═══ TRECHO DO TEXTO

Estupro é o único crime em que a vítima é que sente culpa e vergonha. Sim, é crime, mas é algo tão comum e normalizado em nosso país (…), que quem o sofre acha que é culpado por ele, uma vez que a sociedade em si também alimenta essa mentalidade.”
Por diversas vezes, as pessoas tentam ainda criar argumentos para justificar o ocorrido. Afinal, quem nunca ouviu as perguntas: “Mas ela estava vestida como? Ela estava andando sozinha na rua durante a noite?”, né? No entanto, não há possibilidade de justificar o injustificável. É preciso reforçar que os únicos culpados dos estupros são única e exclusivamente os estupradores.
Ao longo da narrativa, Ana Paula Araújo também mostra sua força por enfrentar entrevistas cara-a-cara com os criminosos, inclusive por ser mulher, e ouvir relatos tão dolorosos das mulheres violentadas. Abuso é um livro-reportagem essencial para escancarar essas atrocidades, para que cada vez a gente tenha menos casos desse tipo, e dar voz e visibilidade às vítimas, que, por diversas vezes, são caladas e coagidas.
Confira outros livros-reportagem!
Presos que menstruam, de Nana Queiroz
Presos que menstruam é uma grande reportagem sobre o cotidiano das prisões femininas no Brasil, um tabu neste país. Neste livro, Nana Queiroz alcança o que é esperado do futuro do jornalismo: ao ouvir e dar voz às presas (e às famílias delas), desde os episódios que as levaram à cadeia até o cotidiano no cárcere, a autora costura e ilumina o mais completo e ambicioso panorama da vida de uma presidiária brasileira.
A casa, de Chico Felitti
João de Deus desfrutava das bênçãos do establishment. Frequentava festas de políticos, recebia artistas brasileiros e estrangeiros, via filas quilométricas se formarem em frente à casa onde atendia, na pequena cidade de Abadiânia, no interior de Goiás. No fim de 2018, veio a público uma onda de acusações de assédio sexual contra o líder espiritual. Dezenas de mulheres saíram da sombra para contar experiências de abuso e estupro. Em seguida surgiram as denúncias na Justiça. E então o castelo de cartas de João de Deus começou a desmoronar. Este livro mergulha nessa história, mostrando que ela é ainda mais assustadora.
Olga, de Fernando Morais
Este livro conta a história de Olga Benario, judia e comunista, companheira de Luís Carlos Prestes. Grávida, foi entregue pelo governo de Getúlio Vargas à polícia secreta alemã e acabou assassinada nos campos de concentração nazistas.

══════

■ **PROBLEMA A**: No texto sobre livros-reportagem, em que cidade João de Deus atendia?
■ **PROBLEMA B**: Retome o texto sobre livros-reportagem a partir da última frase.
As entradas vêm de outra fonte.

═══ MATERIAL EXIBIDO

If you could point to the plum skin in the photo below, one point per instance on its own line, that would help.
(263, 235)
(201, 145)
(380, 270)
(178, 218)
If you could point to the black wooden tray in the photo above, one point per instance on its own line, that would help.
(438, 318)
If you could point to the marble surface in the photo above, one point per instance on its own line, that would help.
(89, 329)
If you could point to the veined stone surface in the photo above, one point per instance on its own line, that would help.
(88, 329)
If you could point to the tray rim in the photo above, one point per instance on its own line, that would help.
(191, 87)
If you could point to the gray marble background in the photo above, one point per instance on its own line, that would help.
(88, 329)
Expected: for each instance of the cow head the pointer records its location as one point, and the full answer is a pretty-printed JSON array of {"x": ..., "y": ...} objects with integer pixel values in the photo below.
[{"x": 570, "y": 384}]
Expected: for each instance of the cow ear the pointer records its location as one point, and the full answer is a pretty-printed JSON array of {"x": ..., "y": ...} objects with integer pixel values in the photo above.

══════

■ **RESULTADO A**: Em Abadiânia, no interior de Goiás.

■ **RESULTADO B**:
O pior dos crimes: A história do assassinato de Isabella Nardoni, de Rogério Pagnan
Construído em ritmo de thriller, O pior dos crimes esmiúça o trágico caso que conseguiu estarrecer a opinião pública de um país rotineiramente violento. Em 29 de março de 2008, Isabella, de 5 anos, foi atirada ainda com vida pela janela do sexto andar do apartamento do pai, Alexandre Nardoni, e da madrasta, Anna Carolina Jatobá, na zona norte da capital paulista, e morreu pouco depois de chegar ao hospital.
Todo dia a mesma noite, de Daniela Arbex
Todo dia a mesma noite traz uma reportagem definitiva sobre a tragédia que abateu a cidade de Santa Maria em 2013. A obra relembra e homenageia os 242 mortos no incêndio da Boate Kiss. Neste livro, a jornalista Daniela Arbex reconstitui de maneira sensível e inédita os eventos da madrugada de 27 de janeiro de 2013. Foram necessárias centenas de horas dos depoimentos de sobreviventes, familiares, equipes de resgate e profissionais.
Indefensável: O goleiro Bruno e a história da morte de Eliza Samúdio, de Leslie Leitão, Paula Sarapu e Paulo Carvalho
Escrita como thriller policial, a reportagem disseca a macabra trama planejada e calculada com rara frieza pelo então maior goleiro do Brasil, Bruno, do Flamengo, que resultaria na morte da jovem Eliza Samudio, em junho de 2010. Está tudo lá, desde a concepção da armadilha que capturaria a modelo, a execução do sequestro e o desaparecimento da jovem até o teatro dos julgamentos e a condenação dos responsáveis.